## Written exercise
Pull out every line below that contains the string "come", and reproduce each one in full.

★ ★ ★ ★ ★ ★ ★

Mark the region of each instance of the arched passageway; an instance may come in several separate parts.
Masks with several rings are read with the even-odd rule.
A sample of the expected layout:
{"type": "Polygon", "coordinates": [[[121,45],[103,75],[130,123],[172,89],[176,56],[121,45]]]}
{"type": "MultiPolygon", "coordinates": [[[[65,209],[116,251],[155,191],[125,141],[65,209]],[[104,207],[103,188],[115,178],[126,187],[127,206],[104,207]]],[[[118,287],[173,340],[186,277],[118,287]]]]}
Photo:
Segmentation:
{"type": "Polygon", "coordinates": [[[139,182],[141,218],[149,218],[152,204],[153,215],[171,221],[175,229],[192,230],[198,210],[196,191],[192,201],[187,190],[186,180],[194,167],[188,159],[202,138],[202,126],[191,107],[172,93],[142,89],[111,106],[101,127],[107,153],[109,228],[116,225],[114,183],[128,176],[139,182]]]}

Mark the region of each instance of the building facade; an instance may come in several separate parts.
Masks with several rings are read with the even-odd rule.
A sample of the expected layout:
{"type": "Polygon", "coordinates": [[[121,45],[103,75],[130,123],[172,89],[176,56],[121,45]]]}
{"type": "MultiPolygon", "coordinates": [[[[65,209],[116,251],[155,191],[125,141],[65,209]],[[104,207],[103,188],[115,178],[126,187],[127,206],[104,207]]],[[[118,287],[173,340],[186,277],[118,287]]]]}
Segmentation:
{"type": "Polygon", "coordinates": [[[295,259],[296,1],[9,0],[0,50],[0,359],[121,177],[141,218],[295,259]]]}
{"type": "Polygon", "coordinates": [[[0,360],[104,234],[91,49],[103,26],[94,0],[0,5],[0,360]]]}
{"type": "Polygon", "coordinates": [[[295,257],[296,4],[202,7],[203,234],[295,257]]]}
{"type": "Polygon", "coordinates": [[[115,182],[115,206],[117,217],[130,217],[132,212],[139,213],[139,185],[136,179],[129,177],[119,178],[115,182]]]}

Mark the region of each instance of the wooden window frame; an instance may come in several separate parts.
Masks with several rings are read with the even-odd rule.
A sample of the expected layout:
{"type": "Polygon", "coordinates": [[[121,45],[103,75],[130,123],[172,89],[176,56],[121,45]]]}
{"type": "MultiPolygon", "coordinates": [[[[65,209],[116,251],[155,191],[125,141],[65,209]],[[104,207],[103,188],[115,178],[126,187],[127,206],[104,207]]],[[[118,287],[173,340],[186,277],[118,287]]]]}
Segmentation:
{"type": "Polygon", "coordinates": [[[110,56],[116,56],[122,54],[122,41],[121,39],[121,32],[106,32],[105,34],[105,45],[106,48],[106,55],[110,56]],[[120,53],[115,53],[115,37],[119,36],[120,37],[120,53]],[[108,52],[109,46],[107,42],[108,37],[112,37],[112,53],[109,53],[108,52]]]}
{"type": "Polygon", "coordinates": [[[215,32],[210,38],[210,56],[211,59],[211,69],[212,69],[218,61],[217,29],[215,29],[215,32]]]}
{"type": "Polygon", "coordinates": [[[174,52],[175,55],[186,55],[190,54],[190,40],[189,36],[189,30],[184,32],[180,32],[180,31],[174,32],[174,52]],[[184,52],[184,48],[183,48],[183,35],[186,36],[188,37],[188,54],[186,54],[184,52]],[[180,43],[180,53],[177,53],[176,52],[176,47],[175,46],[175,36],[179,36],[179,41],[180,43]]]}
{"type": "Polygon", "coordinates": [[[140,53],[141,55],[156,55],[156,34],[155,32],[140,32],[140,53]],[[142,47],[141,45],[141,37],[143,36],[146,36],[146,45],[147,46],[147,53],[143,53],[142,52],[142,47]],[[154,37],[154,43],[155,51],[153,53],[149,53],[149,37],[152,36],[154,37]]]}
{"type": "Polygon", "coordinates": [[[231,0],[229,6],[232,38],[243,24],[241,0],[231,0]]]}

★ ★ ★ ★ ★ ★ ★

## Problem solution
Mark the region of each instance of the arched passageway; an instance may come in several separate parts.
Mark the region of each instance of the building facade; an instance may come in several separate parts.
Mark the region of each instance of the wooden window frame; an instance may come in several separate parts.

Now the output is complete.